SECTION 5.9 PROSPECTUS DELIVERY. The Trustee shall, if required by the federal
securities laws of the United States, in any manner permitted by such laws,
deliver at the time of issuance of Receipts, a copy of the relevant prospectus,
as amended and supplemented at such time, and delivered to the Trustee by the
Sponsor, to each Person depositing Underlying Securities into the Trust for
issuance of Receipts; provided, that the Trustee shall have received from
counsel to the Sponsor an opinion stating that the posting of a Prospectus on
the indicated web site shall satisfy any delivery obligations under applicable
state and federal law. The Sponsor shall at all times maintain a number of
physical Prospectuses sufficient to enable the Trustee to satisfy any delivery
obligations it may have under applicable state or federal law.
SECTION 5.10. CASH HELD BY THE TRUST. Cash held by the Trust shall not be
reinvested but shall instead by distributed to the Owners on the next date on
which a cash distribution is made to the Owners. Any such distribution shall be
subject to the rounding provisions of Section 4.1 hereof and the Trustee shall
retain as additional compensation any undistributed amounts resulting from such
down-rounding.
ARTICLE 6
AMENDMENT AND TERMINATION
SECTION 6.1 AMENDMENT. The Trustee and the Sponsor may amend any provision of
the Depositary Trust Agreement without the consent of any Owner. Promptly after
the execution of any amendment, the Trustee shall furnish written notification
of any such amendment to each Owner. Any amendment that imposes or increases any
fees or charges (other than taxes and other charges, registration fees or other
such expenses), or that otherwise prejudices any substantial existing right of
the
22
Owners will not become effective until 30 days after notice of such amendment is
given to the Owners. Every Owner and Beneficial Owner, at the time any amendment
so becomes effective, shall be deemed, by continuing to hold any Receipt or an
interest therein, to consent and agree to such amendment and to be bound by the
Depositary Trust Agreement as amended thereby. In no event shall any amendment
impair the right of the Owner of any Receipt to Surrender such Receipt and
receive therefor the Underlying Securities represented thereby, except in order
to comply with mandatory provisions of applicable law.
SECTION 6.2 TERMINATION. (a) The Trust shall terminate promptly after the
Trustee distributes to Owners the interest payment made on the final Underlying
Debt Security held by the Trust.

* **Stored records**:
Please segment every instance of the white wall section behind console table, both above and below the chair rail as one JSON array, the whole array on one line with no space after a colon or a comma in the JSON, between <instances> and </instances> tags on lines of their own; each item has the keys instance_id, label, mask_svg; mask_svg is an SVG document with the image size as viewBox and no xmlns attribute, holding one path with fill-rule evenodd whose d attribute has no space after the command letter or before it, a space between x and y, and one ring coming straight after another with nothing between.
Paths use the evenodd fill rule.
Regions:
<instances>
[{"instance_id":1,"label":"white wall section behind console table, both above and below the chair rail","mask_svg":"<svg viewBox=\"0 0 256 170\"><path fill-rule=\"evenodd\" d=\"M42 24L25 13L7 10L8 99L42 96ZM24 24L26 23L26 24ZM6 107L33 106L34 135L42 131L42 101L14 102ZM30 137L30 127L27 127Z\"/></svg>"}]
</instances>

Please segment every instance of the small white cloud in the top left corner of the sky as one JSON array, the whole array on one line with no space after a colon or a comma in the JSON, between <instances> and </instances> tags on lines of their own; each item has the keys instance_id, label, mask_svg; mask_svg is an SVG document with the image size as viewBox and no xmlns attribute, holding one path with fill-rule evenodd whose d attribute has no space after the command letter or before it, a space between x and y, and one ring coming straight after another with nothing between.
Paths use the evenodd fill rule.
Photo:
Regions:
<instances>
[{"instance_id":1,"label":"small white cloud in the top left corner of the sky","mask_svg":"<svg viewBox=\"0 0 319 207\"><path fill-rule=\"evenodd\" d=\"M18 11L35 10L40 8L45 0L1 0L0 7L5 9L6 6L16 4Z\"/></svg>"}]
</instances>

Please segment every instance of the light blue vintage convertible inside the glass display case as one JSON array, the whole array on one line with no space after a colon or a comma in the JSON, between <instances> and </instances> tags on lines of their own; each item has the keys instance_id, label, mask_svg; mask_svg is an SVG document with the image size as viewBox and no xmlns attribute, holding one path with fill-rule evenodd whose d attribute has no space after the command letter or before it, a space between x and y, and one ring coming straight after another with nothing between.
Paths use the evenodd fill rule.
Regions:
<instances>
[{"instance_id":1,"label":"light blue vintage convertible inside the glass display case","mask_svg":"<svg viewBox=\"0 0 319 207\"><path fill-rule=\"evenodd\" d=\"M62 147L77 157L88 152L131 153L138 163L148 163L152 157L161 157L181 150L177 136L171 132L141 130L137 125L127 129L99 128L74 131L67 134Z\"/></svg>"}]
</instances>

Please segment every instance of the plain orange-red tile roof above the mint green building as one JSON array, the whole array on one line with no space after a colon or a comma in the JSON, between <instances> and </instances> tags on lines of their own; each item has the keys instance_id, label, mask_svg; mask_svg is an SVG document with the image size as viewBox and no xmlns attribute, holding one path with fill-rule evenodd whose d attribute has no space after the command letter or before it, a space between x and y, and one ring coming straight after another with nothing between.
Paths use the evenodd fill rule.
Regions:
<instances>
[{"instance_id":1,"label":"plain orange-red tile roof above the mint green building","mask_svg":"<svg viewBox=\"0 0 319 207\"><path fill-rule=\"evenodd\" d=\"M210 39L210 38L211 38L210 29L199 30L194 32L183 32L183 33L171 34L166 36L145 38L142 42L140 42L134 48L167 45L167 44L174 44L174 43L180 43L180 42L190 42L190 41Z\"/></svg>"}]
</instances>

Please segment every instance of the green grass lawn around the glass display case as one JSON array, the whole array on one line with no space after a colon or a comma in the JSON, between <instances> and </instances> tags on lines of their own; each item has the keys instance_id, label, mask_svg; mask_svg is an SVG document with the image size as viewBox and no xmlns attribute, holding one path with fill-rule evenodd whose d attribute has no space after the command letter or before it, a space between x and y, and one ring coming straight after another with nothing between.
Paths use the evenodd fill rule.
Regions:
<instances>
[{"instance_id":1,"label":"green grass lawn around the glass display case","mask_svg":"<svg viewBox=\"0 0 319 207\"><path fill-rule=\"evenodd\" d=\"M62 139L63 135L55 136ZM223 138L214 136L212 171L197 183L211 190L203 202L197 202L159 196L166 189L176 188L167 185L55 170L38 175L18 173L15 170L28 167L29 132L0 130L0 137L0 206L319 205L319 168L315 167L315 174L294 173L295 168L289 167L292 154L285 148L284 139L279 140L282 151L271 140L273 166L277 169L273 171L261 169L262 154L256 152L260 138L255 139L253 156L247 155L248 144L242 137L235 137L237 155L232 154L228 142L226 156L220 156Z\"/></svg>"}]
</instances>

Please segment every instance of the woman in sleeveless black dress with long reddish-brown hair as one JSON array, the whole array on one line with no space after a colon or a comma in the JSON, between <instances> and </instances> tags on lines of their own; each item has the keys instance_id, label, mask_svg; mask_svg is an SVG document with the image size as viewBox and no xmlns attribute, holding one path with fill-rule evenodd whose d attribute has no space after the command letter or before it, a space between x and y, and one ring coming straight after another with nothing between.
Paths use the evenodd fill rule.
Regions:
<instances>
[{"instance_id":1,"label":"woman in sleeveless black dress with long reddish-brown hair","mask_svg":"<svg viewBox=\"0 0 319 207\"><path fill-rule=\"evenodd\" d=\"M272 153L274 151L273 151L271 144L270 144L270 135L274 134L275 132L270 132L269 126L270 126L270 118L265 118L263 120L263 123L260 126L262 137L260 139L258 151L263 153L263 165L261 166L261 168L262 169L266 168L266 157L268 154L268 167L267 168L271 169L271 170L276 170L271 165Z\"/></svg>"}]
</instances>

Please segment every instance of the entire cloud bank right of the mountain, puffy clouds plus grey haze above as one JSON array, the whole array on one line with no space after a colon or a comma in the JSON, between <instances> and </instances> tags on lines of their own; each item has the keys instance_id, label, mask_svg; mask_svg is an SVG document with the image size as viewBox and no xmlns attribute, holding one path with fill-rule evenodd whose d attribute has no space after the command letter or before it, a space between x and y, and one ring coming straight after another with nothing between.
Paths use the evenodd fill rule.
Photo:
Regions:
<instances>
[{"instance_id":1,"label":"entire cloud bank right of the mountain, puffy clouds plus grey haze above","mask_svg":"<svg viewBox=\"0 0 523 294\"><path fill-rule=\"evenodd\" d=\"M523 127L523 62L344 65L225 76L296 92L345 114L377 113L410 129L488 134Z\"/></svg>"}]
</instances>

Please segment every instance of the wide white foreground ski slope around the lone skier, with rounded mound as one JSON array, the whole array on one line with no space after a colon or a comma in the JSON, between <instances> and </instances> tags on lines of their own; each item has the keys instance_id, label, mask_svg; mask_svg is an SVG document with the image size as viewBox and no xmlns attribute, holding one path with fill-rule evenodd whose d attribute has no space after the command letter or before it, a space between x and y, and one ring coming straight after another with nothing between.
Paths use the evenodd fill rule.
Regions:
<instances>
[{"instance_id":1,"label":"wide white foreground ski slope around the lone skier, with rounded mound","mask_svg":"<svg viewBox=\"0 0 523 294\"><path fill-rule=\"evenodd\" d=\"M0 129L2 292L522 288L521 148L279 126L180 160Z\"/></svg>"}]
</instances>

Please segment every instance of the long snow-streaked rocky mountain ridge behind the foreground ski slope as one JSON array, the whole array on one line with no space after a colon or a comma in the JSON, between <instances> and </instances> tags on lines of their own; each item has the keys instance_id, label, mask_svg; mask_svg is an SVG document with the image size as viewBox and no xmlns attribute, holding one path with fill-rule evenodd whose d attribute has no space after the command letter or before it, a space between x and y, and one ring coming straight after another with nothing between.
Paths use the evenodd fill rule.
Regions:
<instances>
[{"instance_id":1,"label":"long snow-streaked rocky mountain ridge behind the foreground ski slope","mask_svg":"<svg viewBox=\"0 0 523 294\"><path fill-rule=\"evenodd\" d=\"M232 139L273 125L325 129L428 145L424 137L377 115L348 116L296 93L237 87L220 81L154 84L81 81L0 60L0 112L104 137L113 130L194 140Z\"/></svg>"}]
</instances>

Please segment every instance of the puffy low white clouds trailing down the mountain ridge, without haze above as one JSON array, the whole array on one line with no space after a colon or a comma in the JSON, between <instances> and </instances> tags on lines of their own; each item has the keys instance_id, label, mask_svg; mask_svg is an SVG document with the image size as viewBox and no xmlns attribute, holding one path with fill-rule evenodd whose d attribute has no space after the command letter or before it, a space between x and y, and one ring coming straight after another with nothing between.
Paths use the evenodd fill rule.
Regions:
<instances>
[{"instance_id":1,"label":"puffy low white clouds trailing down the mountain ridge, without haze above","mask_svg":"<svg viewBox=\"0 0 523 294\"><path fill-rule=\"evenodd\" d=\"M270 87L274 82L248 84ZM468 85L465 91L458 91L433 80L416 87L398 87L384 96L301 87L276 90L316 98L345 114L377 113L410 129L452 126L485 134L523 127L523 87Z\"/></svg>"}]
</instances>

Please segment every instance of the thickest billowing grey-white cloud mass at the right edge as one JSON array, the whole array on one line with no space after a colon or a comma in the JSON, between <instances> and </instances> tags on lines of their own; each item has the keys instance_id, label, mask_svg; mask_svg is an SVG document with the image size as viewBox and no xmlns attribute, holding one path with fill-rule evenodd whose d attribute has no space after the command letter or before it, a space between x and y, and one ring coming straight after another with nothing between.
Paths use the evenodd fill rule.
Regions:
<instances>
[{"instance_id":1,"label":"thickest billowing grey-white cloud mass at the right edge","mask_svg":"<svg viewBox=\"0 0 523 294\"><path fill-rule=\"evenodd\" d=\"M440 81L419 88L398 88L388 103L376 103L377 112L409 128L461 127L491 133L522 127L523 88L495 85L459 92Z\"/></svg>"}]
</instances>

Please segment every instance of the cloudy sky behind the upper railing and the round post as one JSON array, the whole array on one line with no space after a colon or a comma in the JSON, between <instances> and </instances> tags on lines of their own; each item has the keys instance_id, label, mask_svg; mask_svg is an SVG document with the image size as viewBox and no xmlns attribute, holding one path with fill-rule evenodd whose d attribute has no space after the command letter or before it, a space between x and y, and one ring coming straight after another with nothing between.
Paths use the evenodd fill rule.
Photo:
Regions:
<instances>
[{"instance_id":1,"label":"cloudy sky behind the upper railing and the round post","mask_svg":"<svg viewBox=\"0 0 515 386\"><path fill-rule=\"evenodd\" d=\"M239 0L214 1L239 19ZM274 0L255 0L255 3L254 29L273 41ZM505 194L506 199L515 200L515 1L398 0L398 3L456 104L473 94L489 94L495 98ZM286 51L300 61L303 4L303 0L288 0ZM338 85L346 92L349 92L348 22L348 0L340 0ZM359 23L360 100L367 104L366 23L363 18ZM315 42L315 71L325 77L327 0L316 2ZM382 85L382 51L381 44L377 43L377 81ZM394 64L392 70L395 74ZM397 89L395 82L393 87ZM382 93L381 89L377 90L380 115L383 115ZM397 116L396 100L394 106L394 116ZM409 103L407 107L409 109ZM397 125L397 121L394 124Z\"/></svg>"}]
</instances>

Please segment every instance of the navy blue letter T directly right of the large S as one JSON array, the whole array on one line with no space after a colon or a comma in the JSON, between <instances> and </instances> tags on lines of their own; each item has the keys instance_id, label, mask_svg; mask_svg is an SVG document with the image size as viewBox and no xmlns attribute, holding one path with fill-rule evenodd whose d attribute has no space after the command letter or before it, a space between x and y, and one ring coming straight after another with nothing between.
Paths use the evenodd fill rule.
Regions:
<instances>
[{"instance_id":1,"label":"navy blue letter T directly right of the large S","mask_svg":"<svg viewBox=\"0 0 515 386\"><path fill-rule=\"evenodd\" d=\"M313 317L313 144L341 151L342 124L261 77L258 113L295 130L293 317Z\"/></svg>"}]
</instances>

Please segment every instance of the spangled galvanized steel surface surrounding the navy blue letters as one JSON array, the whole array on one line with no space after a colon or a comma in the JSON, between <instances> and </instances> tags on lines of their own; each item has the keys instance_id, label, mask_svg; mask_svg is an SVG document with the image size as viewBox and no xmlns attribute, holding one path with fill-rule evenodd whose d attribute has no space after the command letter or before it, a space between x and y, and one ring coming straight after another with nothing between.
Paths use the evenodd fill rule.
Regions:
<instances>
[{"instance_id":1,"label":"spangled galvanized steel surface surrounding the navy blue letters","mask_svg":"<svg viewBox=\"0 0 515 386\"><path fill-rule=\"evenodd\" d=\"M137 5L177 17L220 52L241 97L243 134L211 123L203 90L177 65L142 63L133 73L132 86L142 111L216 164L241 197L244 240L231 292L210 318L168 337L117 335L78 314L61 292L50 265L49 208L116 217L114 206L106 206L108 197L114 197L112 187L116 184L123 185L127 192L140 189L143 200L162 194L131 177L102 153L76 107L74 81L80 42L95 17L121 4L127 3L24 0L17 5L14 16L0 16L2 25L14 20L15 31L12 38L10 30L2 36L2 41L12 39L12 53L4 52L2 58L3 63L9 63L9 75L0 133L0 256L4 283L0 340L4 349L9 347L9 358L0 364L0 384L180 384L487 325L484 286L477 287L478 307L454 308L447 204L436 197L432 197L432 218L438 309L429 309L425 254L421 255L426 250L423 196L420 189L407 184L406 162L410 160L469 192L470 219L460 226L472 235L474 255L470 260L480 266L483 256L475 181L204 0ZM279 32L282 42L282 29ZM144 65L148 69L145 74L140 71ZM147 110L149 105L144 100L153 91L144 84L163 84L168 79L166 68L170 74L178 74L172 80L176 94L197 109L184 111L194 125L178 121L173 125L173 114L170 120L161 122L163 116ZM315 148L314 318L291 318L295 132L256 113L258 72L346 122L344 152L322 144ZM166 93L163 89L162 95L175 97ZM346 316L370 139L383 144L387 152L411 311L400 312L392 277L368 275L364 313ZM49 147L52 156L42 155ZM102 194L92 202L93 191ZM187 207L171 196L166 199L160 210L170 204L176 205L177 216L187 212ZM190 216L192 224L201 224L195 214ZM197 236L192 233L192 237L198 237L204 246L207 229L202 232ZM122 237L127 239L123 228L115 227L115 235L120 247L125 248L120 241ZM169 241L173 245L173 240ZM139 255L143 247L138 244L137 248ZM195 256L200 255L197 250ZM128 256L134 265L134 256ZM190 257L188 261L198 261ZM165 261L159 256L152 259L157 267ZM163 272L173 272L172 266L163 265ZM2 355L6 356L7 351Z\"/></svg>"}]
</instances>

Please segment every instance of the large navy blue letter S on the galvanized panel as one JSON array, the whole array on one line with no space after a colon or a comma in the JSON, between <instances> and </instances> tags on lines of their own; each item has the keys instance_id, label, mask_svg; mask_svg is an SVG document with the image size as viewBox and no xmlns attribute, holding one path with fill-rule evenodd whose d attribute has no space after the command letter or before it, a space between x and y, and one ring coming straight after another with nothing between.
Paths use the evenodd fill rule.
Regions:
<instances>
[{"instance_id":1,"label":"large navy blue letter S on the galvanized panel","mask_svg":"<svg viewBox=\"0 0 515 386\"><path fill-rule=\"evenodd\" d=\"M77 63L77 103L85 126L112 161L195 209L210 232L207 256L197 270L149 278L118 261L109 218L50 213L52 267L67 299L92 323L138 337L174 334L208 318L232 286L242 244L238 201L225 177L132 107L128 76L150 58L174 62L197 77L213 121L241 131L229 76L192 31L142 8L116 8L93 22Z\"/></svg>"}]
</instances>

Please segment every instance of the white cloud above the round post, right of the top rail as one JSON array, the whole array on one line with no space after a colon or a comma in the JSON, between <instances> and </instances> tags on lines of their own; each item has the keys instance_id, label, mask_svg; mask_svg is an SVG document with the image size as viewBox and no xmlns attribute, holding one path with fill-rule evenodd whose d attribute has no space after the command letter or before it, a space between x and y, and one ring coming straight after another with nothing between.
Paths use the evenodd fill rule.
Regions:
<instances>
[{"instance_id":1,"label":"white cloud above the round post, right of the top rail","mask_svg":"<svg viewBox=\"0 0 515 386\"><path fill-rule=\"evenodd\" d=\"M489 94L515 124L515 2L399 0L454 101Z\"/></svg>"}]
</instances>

* **Work task**:
According to the trust agreement excerpt, how long after notice is given to the Owners does an amendment that increases fees or charges become effective? These lines stand apart from the trust agreement excerpt.

* **Task result**:
It becomes effective 30 days after notice of the amendment is given to the Owners.